■ Selection
——————
The standard New Testament texts are dealt with in turn, alongside a brief study of the nature of Christian leadership in Matthew 20, and the goodness and equality of the different roles in the body of Christ in 1 Corinthians 12. The former gives rise to the image of ballroom dancing, from which the study’s cover art takes its inspiration, as a picture of complementarity between genders – the man leads, but in such a way that he ‘magnifies his female partner, making her the centre of attention’ (p16).
The arguments Cooper presents for a complementarian interpretation of the key texts are clear, and the study would serve as a useful primer for anyone wishing to grasp the salient points quickly. He effectively cuts through common egalitarian examples of women in ministry roles in Romans 16 by demonstrating that they are never examples of the role that is actually under discussion, namely that of elder. He also highlights the weakness of the argument that 1 Timothy 2 is only concerned with a specific instance of false teaching by women in the church in Ephesus, since Paul shows no interest in the content of the teaching here.
The study felt lighter when it came to the stated aim of showing why complementarianism is a positive gift, however. There were moves towards this in the treatment of 1 Timothy 3, where the prohibitions of the previous chapter are shown to be part of the good conduct of God’s household, which enables the church to display the gospel. More on how this enabling takes place would have been helpful. That definition from Mary Kassian could have been unpacked in relation to Ephesians 5 – why is it beautiful to have complementary truths about Jesus reflected by each gender? Why not merge them together? And though it risks wading into murky waters, it might have been fruitful to consider what light the doctrine of God sheds on our understanding of men and women, for there we see the true beauty of equality of persons and difference of relations.
——————
■ Record list
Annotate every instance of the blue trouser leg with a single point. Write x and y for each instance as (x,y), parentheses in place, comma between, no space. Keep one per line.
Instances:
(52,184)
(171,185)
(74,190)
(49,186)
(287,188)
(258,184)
——————
■ Given problem
For each statement below, say whether it agrees with the book review, answering yes or no and quoting the words of the review that settle it.
1. The cover art of the study takes its inspiration from ballroom dancing.
2. Cooper shows that the women named in Romans 16 held the role of elder.
3. The study is strongest on its aim of showing why complementarianism is a positive gift.
The rows have nothing to do with the book review.

■ Solution to this exercise
1. Yes: "the image of ballroom dancing, from which the study’s cover art takes its inspiration"
2. No: "they are never examples of the role that is actually under discussion, namely that of elder"
3. No: "The study felt lighter when it came to the stated aim of showing why complementarianism is a positive gift"